Trecho selecionado -
· · · · ·
Portanto, o que queremos sublinhar e defender nesta brevíssima análise é a possibilidade da PEC 33 ser compreendida como uma tentativa de se estabelecer um verdadeiro diálogo institucional entre os poderes, bem como, de devolver ao povo a decisão final sobre o significado da Constituição quando não houver entendimento entre o judiciário e o legislativo sobre uma determinada controvérsia constitucional. Ao contrário das leituras precipitadas e levianas que mencionamos no início, as quais endeusam o judiciário e demonizam o legislativo (ou vice-e-versa), entendemos que um tal arranjo pode servir para melhorar não só as relações entre os poderes, mas também no interior dos próprios poderes e, sobretudo, responder a pergunta que fizemos inicialmente sobre quem e o que deve se beneficiar com a separação de poderes, isto é, o povo e, consequentemente, a concretização de seus direitos fundamentais.

Isso porque a PEC 33 reafirma para o STF a soberania popular, para que ele, igualmente, reflita sobre sua própria forma de existir e atuar e, assim, reveja os mecanismos de participação popular direta lá existentes, bem como as possibilidade de  controle popular sobre ele. Se esse é o sentido da PEC, o mesmo vale para o Congresso Nacional, o qual se acomoda nas eleições como se estas fossem suficientes para realizar o compromisso democrático deliberativo.
· · · · ·
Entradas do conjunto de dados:
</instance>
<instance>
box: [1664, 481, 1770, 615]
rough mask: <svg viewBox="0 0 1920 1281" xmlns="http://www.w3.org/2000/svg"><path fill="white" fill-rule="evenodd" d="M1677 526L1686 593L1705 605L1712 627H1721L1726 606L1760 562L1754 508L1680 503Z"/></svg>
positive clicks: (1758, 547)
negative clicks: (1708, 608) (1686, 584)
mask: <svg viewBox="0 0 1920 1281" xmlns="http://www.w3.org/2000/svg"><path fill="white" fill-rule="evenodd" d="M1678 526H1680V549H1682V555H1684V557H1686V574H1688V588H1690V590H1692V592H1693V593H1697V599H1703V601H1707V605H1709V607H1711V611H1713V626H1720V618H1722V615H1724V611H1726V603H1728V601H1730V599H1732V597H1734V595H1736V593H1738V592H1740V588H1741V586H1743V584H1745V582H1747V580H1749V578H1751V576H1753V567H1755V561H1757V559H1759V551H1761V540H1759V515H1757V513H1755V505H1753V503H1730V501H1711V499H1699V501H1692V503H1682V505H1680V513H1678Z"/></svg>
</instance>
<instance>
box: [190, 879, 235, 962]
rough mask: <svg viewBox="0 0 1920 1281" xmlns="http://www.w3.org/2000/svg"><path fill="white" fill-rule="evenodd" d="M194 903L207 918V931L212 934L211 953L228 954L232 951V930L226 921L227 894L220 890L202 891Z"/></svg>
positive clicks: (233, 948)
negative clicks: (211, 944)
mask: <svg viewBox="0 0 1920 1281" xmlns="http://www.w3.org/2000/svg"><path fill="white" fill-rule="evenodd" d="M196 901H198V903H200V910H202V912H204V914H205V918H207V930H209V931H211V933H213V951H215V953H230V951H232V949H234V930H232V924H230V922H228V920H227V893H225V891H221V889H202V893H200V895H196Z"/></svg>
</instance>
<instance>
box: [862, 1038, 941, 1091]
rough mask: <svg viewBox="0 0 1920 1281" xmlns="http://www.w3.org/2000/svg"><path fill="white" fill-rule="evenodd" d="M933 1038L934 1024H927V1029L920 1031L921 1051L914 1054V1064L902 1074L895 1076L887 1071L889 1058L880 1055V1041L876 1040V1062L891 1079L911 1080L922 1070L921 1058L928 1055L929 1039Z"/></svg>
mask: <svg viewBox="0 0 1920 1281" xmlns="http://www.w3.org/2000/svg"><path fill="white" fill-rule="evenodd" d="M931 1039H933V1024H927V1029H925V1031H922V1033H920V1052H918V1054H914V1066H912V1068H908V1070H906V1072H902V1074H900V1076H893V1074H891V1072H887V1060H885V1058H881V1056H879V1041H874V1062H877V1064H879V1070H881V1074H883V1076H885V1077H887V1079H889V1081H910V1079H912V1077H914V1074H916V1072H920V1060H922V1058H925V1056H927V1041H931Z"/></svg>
· · · · ·
Questões de estudo -
[a] Responda sobre o trecho a respeito da PEC 33:
(i) A quem deve ser devolvida a decisão final sobre o significado da Constituição quando o judiciário e o legislativo não se entendem?
(ii) O que as leituras precipitadas e levianas fazem com o judiciário e o legislativo?
(iii) Em que o Congresso Nacional se acomoda?
[b] Continue o trecho sobre a PEC 33 a partir da última frase apresentada.
Não é preciso consultar os dados.

Respostas -
[a]
(i) Ao povo.
(ii) Endeusam o judiciário e demonizam o legislativo, ou vice-versa.
(iii) Nas eleições, como se elas bastassem para realizar o compromisso democrático deliberativo.

[b]
Como se sabe, hoje o povo não conta com nenhum incentivo participativo e ainda possui parcos e dificílimos instrumentos de participação e controle populares no âmbito do legislativo e, sobretudo, do judiciário.

A PEC 33 prevê que a participação popular se dê por consulta popular, a qual, em geral, é realizada por meio de plebiscito. No entanto, é preciso ressalvar que o plebiscito a ser realizado deve oportunizar um debate coletivo, nacional, entre os cidadãos, para que a resposta a ser dada pelo povo seja fruto de uma discussão, deliberação, ampla, pública, robusta e não a mera constatação de posições individuais. O último plebiscito que o país enfrentou em 2005 sobre o desarmamento revelou justamente o contrário do que um regime democrático e deliberativo sustenta, isto é, a ausência de um debate público robusto entre os cidadãos brasileiros em torno das questões que lhes afetam, de forma que todos efetivamente façam parte do processo decisório.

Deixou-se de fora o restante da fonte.